**TASK MATERIAL**
**********

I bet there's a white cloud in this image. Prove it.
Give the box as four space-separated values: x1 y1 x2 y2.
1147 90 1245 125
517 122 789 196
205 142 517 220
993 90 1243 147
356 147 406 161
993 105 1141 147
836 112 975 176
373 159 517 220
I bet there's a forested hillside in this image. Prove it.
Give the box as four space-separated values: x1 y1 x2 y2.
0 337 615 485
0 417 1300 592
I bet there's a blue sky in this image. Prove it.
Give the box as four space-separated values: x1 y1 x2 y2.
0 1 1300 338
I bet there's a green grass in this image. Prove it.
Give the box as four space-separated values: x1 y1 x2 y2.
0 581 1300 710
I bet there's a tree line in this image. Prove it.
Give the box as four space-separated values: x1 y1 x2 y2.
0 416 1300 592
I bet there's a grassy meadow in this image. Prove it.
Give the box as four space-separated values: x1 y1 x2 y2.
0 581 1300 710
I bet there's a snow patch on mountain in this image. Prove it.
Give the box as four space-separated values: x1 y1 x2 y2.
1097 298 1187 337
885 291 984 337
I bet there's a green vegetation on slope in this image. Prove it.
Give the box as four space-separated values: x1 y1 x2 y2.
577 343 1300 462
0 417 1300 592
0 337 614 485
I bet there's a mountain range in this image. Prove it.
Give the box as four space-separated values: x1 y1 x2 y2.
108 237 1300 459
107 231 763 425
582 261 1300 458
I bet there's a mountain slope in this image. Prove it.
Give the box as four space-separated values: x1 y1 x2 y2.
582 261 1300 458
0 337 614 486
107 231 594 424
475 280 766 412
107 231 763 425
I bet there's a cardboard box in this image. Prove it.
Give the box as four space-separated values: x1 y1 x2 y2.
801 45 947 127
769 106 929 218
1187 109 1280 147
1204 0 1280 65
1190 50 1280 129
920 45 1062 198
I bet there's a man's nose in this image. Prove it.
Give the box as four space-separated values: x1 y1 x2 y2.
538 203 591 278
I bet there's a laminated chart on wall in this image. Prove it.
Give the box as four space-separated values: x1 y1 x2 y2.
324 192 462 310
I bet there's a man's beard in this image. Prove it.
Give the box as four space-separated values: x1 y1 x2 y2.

**********

**WORK TO COMPLETE**
Convert the data above into a Markdown table with the columns "No." and "Text", numbering each line and omitting any blank lines.

**TASK RESPONSE**
| No. | Text |
|---|---|
| 1 | I bet there's a white cloud in this image. Prove it. |
| 2 | Give the box as four space-separated values: x1 y1 x2 y2. |
| 3 | 1147 90 1245 125 |
| 4 | 517 122 789 196 |
| 5 | 205 142 517 220 |
| 6 | 993 90 1243 147 |
| 7 | 356 147 406 161 |
| 8 | 993 105 1141 147 |
| 9 | 836 112 975 176 |
| 10 | 373 159 517 220 |
| 11 | I bet there's a forested hillside in this image. Prove it. |
| 12 | Give the box as four space-separated values: x1 y1 x2 y2. |
| 13 | 0 337 615 485 |
| 14 | 0 417 1300 592 |
| 15 | I bet there's a blue sky in this image. Prove it. |
| 16 | Give the box as four space-separated values: x1 y1 x2 y2. |
| 17 | 0 1 1300 338 |
| 18 | I bet there's a green grass in this image. Prove it. |
| 19 | Give the box as four space-separated values: x1 y1 x2 y2. |
| 20 | 0 581 1300 710 |
| 21 | I bet there's a tree line in this image. Prove it. |
| 22 | Give the box as four space-separated values: x1 y1 x2 y2. |
| 23 | 0 416 1300 592 |
| 24 | I bet there's a grassy meadow in this image. Prove it. |
| 25 | Give the box as four space-separated values: x1 y1 x2 y2. |
| 26 | 0 581 1300 710 |
| 27 | I bet there's a snow patch on mountain in this image. Prove it. |
| 28 | Give the box as four space-separated values: x1 y1 x2 y2. |
| 29 | 1097 298 1187 337 |
| 30 | 885 291 984 337 |
| 31 | I bet there's a green vegetation on slope in this image. Prove it. |
| 32 | Give the box as four space-separated values: x1 y1 x2 y2. |
| 33 | 577 343 1300 462 |
| 34 | 0 417 1300 592 |
| 35 | 0 337 614 485 |
| 36 | I bet there's a mountain range in this image. Prove it. |
| 37 | Give the box as four space-separated values: x1 y1 x2 y2. |
| 38 | 108 237 1300 459 |
| 39 | 107 231 763 425 |
| 40 | 582 261 1300 458 |
| 41 | I bet there's a mountain slope in this image. Prove it. |
| 42 | Give the box as four space-separated values: x1 y1 x2 y2. |
| 43 | 582 261 1300 458 |
| 44 | 0 337 614 486 |
| 45 | 107 231 594 424 |
| 46 | 475 280 766 412 |
| 47 | 107 231 763 425 |
| 48 | I bet there's a cardboard box in this image. Prove it. |
| 49 | Give the box as four space-separated values: x1 y1 x2 y2. |
| 50 | 801 45 947 127 |
| 51 | 769 106 929 218 |
| 52 | 1187 109 1280 147 |
| 53 | 1204 0 1280 65 |
| 54 | 1190 50 1280 129 |
| 55 | 920 45 1062 198 |
| 56 | I bet there's a man's nose in this image. Prove it. |
| 57 | Give the box as four space-separated values: x1 y1 x2 y2. |
| 58 | 538 203 591 278 |
| 59 | I bet there's a laminated chart on wall in this image. Prove it. |
| 60 | Give the box as four space-separated values: x1 y1 x2 y2. |
| 61 | 324 192 462 310 |
| 62 | I bet there's a man's beard in this image. Prove it. |
| 63 | Give the box as four space-separated values: x1 y1 x2 y2. |